Start of Materials provided
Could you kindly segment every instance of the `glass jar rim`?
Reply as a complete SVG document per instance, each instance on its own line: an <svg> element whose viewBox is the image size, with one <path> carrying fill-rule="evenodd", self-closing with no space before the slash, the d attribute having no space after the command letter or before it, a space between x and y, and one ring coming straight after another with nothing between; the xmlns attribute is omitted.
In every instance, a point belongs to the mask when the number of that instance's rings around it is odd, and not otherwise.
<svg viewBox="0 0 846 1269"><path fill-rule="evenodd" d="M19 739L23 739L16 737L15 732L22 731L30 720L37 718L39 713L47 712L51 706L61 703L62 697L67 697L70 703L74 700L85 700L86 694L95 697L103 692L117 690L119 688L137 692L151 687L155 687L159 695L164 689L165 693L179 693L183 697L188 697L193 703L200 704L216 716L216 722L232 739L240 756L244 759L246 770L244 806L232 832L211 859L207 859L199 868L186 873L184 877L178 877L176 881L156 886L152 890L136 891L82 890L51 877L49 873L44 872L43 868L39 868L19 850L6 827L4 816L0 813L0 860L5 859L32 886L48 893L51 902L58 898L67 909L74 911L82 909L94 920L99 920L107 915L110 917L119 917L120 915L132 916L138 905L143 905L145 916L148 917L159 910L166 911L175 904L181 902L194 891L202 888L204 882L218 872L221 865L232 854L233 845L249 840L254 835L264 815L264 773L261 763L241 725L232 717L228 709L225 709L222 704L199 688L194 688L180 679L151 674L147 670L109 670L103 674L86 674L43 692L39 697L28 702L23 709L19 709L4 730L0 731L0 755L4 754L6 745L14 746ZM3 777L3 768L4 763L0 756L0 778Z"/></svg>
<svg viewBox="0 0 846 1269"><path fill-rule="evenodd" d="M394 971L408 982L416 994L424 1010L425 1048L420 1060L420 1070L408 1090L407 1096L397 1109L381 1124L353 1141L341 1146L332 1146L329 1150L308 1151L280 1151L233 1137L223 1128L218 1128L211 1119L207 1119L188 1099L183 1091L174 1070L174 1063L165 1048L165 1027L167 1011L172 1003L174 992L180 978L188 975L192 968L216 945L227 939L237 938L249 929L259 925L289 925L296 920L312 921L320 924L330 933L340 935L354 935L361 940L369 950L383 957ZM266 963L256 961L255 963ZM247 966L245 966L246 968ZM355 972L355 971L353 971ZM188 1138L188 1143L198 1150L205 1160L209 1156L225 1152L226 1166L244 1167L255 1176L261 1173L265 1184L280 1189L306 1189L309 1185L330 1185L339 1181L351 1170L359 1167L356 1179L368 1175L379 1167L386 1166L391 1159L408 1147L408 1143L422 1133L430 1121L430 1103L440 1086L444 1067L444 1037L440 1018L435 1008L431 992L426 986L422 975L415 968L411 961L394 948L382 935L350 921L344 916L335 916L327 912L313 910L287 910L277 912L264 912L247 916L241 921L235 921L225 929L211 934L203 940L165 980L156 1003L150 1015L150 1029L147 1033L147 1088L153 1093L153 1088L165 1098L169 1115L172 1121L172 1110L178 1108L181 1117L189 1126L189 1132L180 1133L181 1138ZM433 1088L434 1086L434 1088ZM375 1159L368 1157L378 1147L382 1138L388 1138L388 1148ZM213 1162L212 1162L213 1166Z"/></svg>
End of Materials provided
* [Instructions to follow]:
Render the lines of the data from its start through the line containing "739L23 739L16 737L15", inclusive, as a JSON list of strings with one string per line, leaving out any blank lines.

* [Expected output]:
[
  "Could you kindly segment every instance of the `glass jar rim`?",
  "Reply as a complete SVG document per instance, each instance on its own line: an <svg> element whose viewBox is the image size, with one <path> carrying fill-rule=\"evenodd\", self-closing with no space before the slash, the d attribute having no space after the command letter or before it, a space between x and y, and one ring coming straight after another with nothing between; the xmlns attribute is omitted.",
  "In every instance, a point belongs to the mask when the number of that instance's rings around it is odd, and not otherwise.",
  "<svg viewBox=\"0 0 846 1269\"><path fill-rule=\"evenodd\" d=\"M19 739L23 739L16 737L15 732L22 731L30 720L37 718L39 713L47 712L51 706L61 703L62 697L67 697L70 703L74 700L85 700L86 694L95 697L103 692L117 690L119 688L137 692L151 687L155 687L159 695L164 689L165 693L179 693L183 697L188 697L193 703L200 704L216 716L216 722L232 739L240 756L244 759L246 770L244 806L232 832L211 859L207 859L199 868L186 873L184 877L178 877L176 881L156 886L152 890L136 891L82 890L51 877L49 873L44 872L43 868L39 868L19 850L6 827L4 816L0 813L0 860L5 859L32 886L48 893L51 902L58 898L67 909L74 911L82 909L94 920L99 920L107 915L110 917L119 917L120 915L132 916L138 905L143 905L145 916L148 917L159 910L166 911L175 904L181 902L194 891L202 888L204 882L218 872L221 865L232 854L233 845L249 840L254 835L264 815L264 773L261 763L241 725L232 717L228 709L225 709L222 704L199 688L194 688L180 679L151 674L147 670L109 670L103 674L86 674L43 692L39 697L28 702L23 709L19 709L4 730L0 731L0 755L4 754L6 745L14 746ZM3 777L3 768L4 763L0 756L0 778Z\"/></svg>"
]